It is 13 km from Ranchi.

===Area overview===
The map alongside shows the Ranchi plateau, most of it at an average elevation of 2,140 feet above sea level. Only a small part in the north-eastern part of the district is the lower Ranchi plateau, spread over Silli, Rahe, Sonahatu and Tamar CD blocks, at an elevation of 500 to 1,000 feet above sea level. There is a 16 km long ridge south-west of Ranchi. There are isolated hills in the central plateau. The principal river of the district, the Subarnarekha, originates near Ratu, flows in an easterly direction and descends from the plateau, with a drop of about 300 feet at Hundru Falls. Subarnarekha and other important rivers are marked on the map. The forested area is shaded in the map. A major part of the North Karanpura Area and some fringe areas of the Piparwar Area of the Central Coalfields Limited, both located in the North Karanpura Coalfield, are in Ranchi district. There has been extensive industrial activity in Ranchi district, since independence. Ranchi district is the first in the state in terms of population. 8.83% of the total population of the state lives in this district - 56.9% is rural population and 43.1% is urban population.

Note: The map alongside presents some of the notable locations in the district. All places marked in the map are linked in the larger full screen map.

==Civic administration==
===Police station===
There is a police station at Ratu.

===CD block HQ===
The headquarters of Ratu CD block are located at Ratu town.

==Demographics==
According to the 2011 Census of India, Ratu had a total population of 22,379, of which 11,521 (51%) were males and 10,858 (49%) were females. Population in the age range 0–6 years was 2,863. The total number of literate persons in Ratu was 15,980 (81.88% of the population over 6 years).

■ ■ ■ ■

- _TASK DIRECTIONS_: According to the Ratu text, what was the total population of Ratu in the 2011 Census of India? Rely on the text above and nothing else.

Saved entries
■ ■ ■ ■

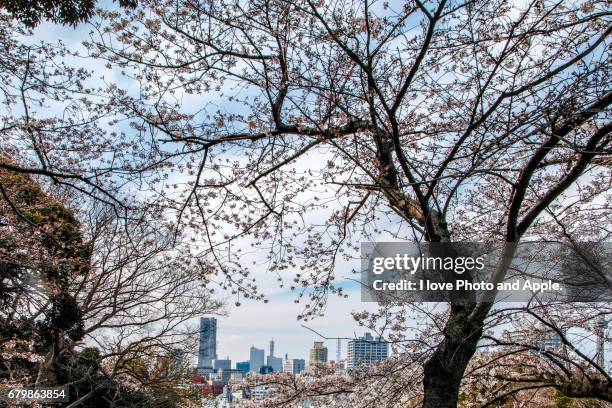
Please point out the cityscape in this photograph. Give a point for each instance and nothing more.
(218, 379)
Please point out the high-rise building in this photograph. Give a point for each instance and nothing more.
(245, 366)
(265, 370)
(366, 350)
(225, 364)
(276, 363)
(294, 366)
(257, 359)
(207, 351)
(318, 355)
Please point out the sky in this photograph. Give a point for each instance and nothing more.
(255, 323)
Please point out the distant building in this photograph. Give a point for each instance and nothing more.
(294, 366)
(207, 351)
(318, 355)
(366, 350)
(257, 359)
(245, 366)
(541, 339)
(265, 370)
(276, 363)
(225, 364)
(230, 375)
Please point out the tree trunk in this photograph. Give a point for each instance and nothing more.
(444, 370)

■ ■ ■ ■

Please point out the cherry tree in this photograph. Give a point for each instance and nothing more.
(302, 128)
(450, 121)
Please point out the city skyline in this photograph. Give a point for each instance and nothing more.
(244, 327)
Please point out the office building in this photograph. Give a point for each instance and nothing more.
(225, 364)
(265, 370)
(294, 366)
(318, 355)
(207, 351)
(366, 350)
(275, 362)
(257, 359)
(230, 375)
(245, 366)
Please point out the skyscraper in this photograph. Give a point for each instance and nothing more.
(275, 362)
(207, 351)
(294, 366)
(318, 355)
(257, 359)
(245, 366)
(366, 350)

■ ■ ■ ■

- _TASK RESPONSE_: 22,379